■ The exercise
Beginning with the line that contains "the yellow road", reproduce the remaining lines of the material exactly, up to and including the last one, but no pictures.

■ Supplied material
++++++
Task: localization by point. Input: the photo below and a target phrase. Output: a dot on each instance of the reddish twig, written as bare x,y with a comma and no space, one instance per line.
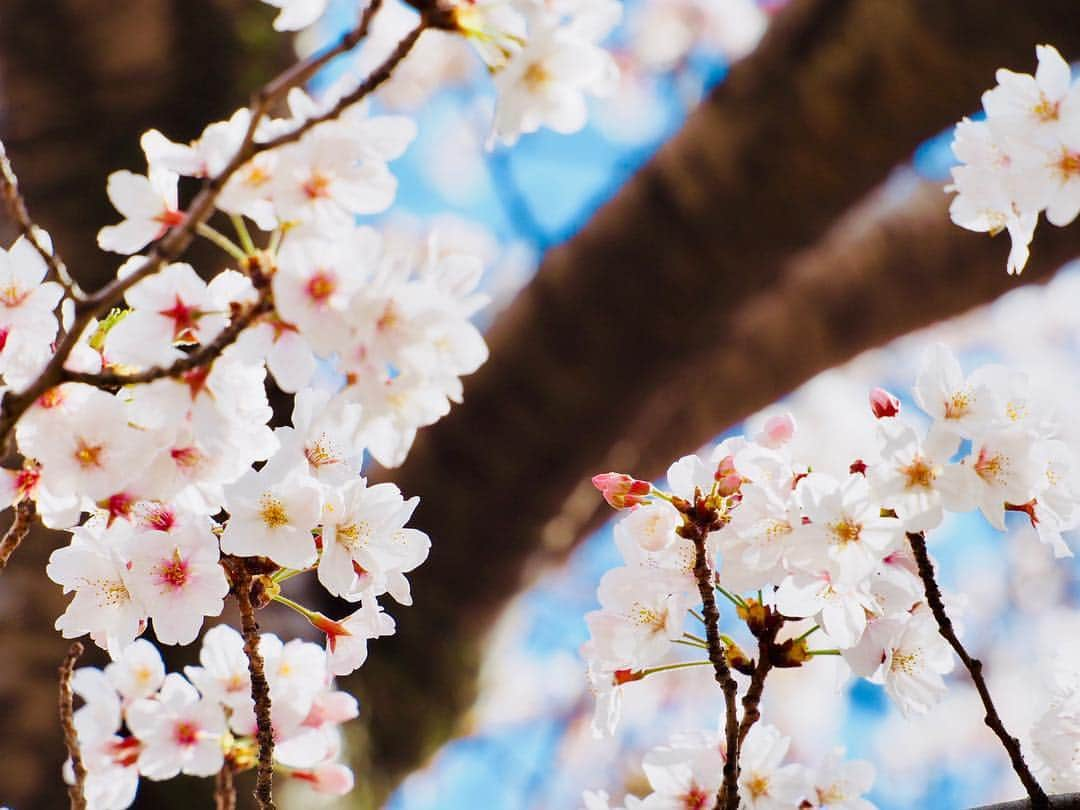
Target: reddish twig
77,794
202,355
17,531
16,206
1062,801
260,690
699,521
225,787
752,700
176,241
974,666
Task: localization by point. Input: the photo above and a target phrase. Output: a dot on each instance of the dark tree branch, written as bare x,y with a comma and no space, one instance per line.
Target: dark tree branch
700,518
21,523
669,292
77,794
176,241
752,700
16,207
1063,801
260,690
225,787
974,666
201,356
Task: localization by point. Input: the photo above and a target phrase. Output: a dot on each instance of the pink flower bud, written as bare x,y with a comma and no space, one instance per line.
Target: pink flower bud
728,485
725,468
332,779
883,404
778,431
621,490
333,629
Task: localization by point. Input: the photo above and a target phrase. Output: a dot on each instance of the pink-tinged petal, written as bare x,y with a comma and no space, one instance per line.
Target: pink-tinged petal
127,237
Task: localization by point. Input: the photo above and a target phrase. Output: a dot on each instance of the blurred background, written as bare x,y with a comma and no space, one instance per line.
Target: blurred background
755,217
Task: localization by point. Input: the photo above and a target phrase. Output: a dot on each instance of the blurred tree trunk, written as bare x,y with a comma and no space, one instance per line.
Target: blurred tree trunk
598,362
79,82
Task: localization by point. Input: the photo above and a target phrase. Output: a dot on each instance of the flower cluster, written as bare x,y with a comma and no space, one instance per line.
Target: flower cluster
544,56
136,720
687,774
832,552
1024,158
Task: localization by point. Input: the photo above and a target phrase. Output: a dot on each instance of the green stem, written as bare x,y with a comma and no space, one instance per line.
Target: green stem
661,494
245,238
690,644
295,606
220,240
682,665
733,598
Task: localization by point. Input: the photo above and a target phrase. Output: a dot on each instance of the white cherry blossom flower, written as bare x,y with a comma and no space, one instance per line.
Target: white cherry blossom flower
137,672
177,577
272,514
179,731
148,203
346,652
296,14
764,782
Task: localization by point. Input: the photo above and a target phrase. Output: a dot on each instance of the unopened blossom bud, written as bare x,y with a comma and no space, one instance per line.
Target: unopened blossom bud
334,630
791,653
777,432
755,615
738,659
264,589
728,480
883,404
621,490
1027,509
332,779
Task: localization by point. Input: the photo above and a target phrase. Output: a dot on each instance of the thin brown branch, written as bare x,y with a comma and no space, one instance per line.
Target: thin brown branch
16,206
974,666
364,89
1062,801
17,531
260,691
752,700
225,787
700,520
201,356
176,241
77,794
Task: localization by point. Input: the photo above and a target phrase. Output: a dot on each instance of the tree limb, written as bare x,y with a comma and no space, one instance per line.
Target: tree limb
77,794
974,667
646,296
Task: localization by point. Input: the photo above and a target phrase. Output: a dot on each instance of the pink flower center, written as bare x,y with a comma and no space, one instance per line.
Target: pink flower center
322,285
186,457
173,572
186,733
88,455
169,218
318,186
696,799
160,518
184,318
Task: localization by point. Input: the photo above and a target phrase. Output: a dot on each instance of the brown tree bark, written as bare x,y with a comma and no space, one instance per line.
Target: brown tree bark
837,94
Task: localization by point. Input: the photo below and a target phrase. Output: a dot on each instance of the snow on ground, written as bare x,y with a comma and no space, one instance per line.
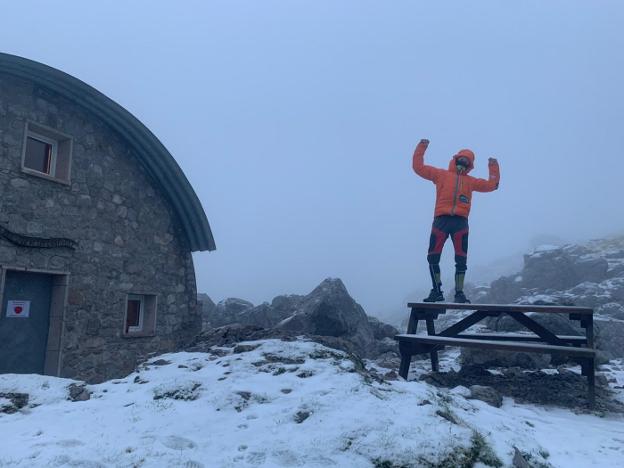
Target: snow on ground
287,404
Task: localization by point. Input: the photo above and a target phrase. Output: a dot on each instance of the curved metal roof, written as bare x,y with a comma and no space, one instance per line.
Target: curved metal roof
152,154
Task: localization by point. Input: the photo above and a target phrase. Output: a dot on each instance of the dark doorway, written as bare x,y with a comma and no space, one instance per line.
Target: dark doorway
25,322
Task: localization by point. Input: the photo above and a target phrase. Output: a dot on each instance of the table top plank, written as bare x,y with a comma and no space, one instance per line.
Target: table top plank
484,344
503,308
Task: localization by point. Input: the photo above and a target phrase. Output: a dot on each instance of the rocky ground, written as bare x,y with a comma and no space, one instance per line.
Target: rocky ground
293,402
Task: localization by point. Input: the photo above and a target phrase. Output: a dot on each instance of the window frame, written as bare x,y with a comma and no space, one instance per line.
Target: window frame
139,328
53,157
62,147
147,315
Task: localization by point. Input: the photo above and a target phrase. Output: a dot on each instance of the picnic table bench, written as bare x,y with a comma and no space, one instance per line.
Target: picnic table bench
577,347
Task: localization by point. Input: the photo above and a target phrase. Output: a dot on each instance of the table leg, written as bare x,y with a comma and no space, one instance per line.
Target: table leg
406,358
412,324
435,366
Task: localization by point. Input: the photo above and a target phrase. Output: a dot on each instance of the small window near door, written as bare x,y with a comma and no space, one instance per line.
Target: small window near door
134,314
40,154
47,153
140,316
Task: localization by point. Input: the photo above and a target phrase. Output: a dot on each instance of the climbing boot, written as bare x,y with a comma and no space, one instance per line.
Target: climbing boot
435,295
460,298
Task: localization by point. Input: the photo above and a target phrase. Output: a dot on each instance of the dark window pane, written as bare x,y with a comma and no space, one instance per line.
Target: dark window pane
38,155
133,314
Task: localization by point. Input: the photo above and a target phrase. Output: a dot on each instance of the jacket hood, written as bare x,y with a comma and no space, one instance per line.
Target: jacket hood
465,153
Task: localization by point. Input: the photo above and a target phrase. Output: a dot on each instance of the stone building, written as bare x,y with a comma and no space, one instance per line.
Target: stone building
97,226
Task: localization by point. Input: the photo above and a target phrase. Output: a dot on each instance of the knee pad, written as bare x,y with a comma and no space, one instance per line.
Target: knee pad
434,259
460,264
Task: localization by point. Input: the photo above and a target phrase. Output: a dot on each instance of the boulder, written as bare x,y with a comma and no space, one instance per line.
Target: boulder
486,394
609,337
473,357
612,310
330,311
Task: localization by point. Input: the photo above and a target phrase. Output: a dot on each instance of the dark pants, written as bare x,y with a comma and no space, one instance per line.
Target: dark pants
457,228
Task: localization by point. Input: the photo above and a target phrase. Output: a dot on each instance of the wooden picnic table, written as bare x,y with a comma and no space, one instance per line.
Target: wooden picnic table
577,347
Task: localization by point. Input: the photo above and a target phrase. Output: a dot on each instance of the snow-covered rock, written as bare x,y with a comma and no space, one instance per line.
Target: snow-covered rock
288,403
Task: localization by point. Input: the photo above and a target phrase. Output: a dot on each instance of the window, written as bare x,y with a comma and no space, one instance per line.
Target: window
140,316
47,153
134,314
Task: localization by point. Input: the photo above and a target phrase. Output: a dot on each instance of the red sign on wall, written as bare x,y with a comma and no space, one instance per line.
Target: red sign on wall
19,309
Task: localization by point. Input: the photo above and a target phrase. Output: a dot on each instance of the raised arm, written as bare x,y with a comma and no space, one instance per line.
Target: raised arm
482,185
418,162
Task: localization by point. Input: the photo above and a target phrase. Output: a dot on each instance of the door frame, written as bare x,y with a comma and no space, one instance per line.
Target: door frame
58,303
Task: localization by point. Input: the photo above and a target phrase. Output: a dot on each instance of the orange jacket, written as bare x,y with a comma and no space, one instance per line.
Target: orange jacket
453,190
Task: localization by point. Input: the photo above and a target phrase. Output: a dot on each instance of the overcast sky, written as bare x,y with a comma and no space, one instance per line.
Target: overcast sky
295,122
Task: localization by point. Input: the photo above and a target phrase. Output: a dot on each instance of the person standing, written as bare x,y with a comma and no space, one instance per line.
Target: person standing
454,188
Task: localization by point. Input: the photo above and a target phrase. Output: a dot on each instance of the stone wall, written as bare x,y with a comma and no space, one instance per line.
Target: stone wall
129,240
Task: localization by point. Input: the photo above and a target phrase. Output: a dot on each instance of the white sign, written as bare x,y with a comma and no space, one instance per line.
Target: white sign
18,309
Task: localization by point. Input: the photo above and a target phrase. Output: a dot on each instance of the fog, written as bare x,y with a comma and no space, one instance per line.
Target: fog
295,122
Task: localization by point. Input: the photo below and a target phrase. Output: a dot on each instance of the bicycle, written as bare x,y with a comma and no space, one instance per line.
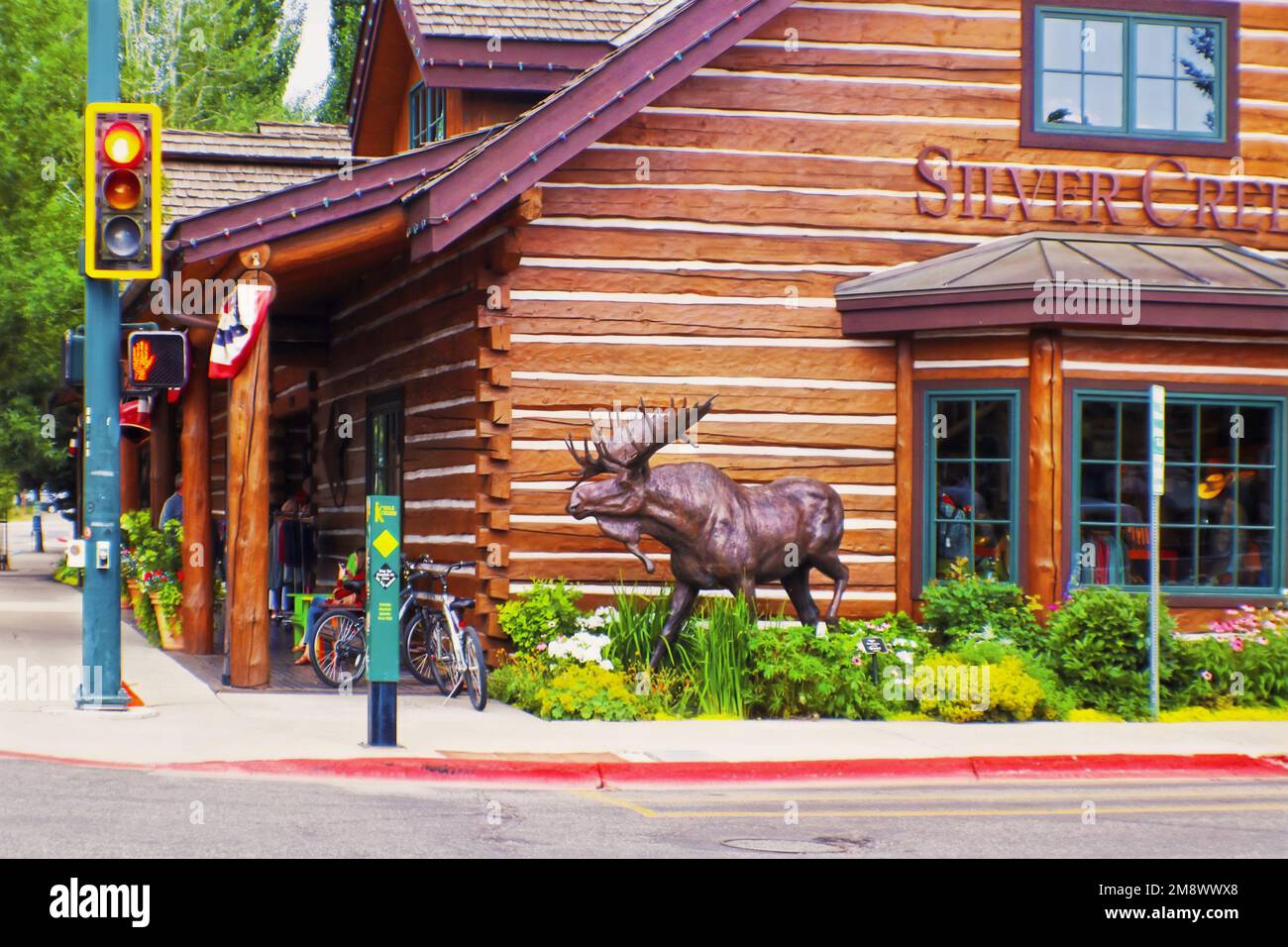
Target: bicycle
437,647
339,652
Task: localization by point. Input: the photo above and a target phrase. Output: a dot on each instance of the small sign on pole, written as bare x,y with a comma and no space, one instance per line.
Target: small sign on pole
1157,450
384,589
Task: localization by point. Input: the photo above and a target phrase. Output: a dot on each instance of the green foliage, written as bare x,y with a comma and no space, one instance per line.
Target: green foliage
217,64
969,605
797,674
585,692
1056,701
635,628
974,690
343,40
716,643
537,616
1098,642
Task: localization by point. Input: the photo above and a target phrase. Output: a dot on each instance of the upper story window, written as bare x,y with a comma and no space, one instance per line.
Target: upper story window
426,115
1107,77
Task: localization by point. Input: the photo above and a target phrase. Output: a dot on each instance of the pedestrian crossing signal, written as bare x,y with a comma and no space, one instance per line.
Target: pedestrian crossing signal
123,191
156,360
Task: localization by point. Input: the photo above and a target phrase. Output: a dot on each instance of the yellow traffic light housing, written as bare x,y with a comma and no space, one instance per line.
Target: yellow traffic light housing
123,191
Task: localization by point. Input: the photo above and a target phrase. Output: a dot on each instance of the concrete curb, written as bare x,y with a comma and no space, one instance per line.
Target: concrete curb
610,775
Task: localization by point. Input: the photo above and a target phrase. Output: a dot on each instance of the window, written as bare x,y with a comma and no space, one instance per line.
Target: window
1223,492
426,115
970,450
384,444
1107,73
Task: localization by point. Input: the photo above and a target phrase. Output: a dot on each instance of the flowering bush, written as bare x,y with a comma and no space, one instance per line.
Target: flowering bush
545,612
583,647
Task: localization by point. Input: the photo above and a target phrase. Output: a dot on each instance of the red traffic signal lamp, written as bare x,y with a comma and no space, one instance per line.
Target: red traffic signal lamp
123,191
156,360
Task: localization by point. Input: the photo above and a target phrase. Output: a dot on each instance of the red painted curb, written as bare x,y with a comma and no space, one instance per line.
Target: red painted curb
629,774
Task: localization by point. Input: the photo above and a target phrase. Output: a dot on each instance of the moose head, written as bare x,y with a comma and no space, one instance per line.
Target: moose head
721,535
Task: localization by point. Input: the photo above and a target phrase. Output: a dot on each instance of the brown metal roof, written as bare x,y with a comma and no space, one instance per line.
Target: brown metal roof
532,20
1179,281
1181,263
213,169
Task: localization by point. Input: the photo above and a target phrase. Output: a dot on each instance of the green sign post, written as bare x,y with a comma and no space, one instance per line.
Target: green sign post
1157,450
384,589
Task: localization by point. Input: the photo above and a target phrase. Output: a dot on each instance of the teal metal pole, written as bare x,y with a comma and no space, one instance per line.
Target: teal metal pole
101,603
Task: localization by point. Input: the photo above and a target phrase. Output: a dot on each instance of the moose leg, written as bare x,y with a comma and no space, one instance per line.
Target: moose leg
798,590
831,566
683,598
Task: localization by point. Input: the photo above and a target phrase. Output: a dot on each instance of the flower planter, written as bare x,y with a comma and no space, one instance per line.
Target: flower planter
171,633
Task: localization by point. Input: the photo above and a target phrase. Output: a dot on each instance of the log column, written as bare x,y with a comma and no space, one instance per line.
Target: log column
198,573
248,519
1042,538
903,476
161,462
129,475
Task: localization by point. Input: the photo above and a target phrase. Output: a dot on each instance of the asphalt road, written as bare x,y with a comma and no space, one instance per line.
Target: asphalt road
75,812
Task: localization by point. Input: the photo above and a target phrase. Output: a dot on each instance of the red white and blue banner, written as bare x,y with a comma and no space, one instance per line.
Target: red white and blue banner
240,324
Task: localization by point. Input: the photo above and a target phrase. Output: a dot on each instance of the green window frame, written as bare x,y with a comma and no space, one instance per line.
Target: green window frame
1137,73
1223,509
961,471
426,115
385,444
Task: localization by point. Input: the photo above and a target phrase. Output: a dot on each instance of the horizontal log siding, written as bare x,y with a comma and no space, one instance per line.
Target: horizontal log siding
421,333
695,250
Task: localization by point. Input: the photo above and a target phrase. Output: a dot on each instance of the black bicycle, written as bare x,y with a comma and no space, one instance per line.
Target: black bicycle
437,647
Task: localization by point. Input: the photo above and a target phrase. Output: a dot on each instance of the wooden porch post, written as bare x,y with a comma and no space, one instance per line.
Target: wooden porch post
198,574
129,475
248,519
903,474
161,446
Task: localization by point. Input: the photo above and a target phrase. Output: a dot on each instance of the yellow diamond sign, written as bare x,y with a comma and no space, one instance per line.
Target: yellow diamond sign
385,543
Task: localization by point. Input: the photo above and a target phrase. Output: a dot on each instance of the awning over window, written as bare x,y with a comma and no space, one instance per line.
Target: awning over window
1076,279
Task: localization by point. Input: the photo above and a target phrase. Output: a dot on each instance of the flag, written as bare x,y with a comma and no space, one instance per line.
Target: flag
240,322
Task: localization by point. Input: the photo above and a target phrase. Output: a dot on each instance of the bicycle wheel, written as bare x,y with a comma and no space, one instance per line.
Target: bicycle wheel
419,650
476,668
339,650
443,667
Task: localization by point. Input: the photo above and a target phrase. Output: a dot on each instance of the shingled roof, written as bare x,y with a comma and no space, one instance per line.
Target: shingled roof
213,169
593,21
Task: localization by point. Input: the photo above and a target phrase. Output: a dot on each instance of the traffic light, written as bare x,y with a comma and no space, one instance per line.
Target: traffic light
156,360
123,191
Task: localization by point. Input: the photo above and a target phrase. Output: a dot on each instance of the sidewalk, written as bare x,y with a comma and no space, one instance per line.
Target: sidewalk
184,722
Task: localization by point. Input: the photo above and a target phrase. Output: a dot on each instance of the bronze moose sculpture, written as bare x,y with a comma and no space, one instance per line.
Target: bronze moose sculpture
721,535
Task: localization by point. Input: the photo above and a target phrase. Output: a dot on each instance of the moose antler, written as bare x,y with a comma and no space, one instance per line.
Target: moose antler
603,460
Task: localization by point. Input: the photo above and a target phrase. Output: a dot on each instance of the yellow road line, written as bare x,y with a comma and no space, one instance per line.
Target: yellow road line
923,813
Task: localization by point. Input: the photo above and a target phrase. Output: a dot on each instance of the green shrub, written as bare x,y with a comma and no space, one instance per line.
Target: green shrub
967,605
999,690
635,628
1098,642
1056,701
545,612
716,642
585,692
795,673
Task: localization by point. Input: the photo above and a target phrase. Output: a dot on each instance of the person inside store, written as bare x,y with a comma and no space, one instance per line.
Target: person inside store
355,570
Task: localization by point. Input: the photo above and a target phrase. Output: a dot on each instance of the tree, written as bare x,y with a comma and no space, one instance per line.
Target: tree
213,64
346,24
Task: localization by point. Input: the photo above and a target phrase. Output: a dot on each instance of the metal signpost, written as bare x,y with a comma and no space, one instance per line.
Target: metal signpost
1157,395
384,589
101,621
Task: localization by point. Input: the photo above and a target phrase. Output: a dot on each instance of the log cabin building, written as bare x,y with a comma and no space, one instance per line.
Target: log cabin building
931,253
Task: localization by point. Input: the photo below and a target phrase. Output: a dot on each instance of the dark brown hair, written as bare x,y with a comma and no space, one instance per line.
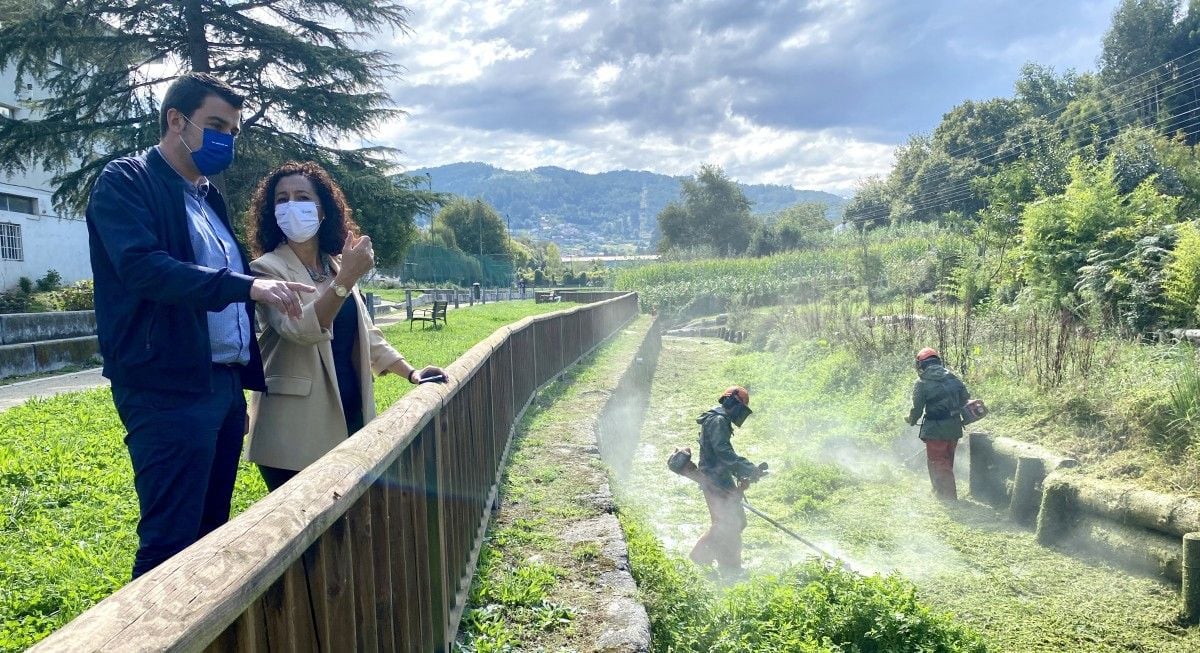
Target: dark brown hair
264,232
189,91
++++++
■ Response for this exercise
Task: localization by point. Input: the photo above and a target phrase. Output: a dot on each instance of the yellow road line, written as bare x,y with a comma and no space, one instance per line.
Target: yellow road line
923,813
Task: localization by point. Input: the photo above and a target phrase. Output: a dot on each instance of the green shrub, written as bare x,y with a comma and no space, one instance per line.
Target: green shrub
967,605
999,690
635,628
1098,642
1056,701
545,612
716,642
585,692
795,673
Task: localization by point. Input: the photo above and a target phrase. Output: a dot on each instance of the person inside store, written as bare x,y with a comma and no space, one instance per line.
Target: person inside store
355,570
Task: localization by point. Input: the photo above and a target phrase. Output: a dot on each instance of the tree, written as bare x,y with a comma and no space, one instance per line.
Target: tree
213,64
346,24
Task: localization by point. Input: the photo above and a target phrase. Output: a dot on each instance of the metal signpost, written as bare x,y with a comma and no space, one instance per line.
Target: metal signpost
1157,395
384,589
101,621
Task: localization by point. Input: the photo above and a target phrase. Output: a dot on each instance of the log cabin building, written as bare x,y with a comma and no space, one instance per line.
Target: log cabin building
931,253
Task: localization by point. Input: the photo below and a target phrase. Output: a dot on each instance of the dark brown hair, written as bare x,y with a comma and no space, one instance per line.
Target: dark brown hair
264,232
189,91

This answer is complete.